## Requirements
Select and copy each line of the material below that contains the string "target". Matching is case-sensitive.

## Data shown

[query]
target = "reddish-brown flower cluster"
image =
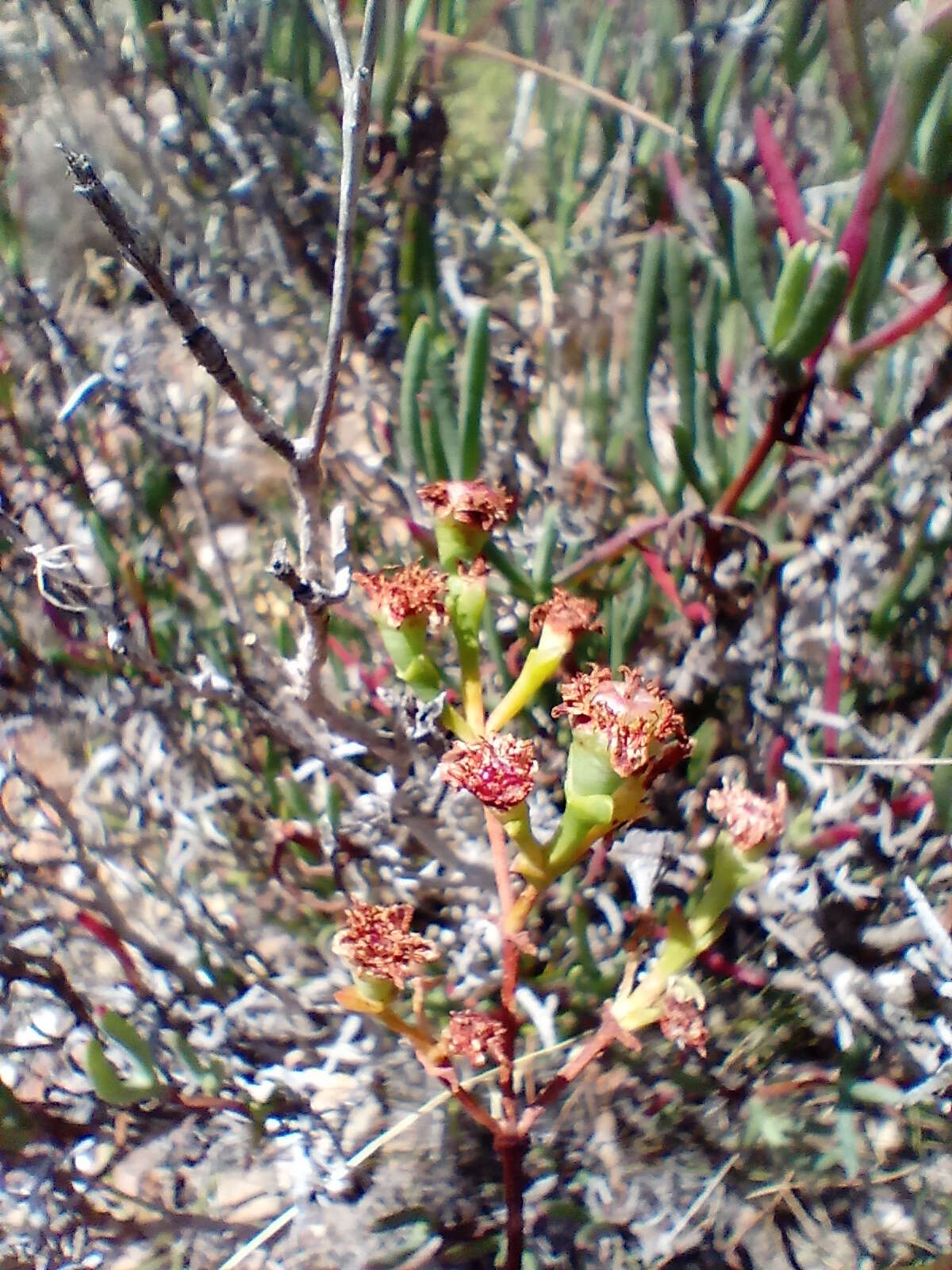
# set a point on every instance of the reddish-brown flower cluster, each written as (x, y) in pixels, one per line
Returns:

---

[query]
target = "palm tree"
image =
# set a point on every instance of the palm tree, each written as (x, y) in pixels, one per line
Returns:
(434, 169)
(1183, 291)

---

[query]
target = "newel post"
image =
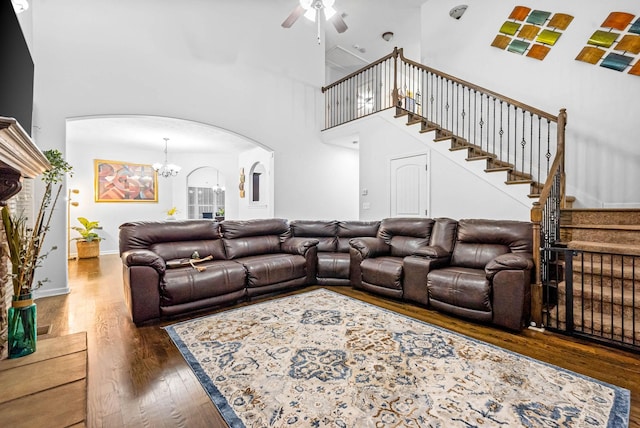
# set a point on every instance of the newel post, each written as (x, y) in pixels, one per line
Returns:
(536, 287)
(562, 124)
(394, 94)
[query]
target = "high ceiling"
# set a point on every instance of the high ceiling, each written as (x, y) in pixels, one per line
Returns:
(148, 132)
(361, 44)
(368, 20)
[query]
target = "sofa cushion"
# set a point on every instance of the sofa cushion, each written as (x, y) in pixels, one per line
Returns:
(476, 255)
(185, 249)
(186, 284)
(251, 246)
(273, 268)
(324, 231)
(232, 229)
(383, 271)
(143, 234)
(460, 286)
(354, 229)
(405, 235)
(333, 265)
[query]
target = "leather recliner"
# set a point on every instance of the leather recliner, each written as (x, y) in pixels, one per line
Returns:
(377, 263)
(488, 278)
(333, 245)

## Exercise solution
target = "reddish-brown flower cluster"
target = "palm tree"
target = "newel post"
target = "high ceiling"
target = "sofa cushion"
target = "leather recliner"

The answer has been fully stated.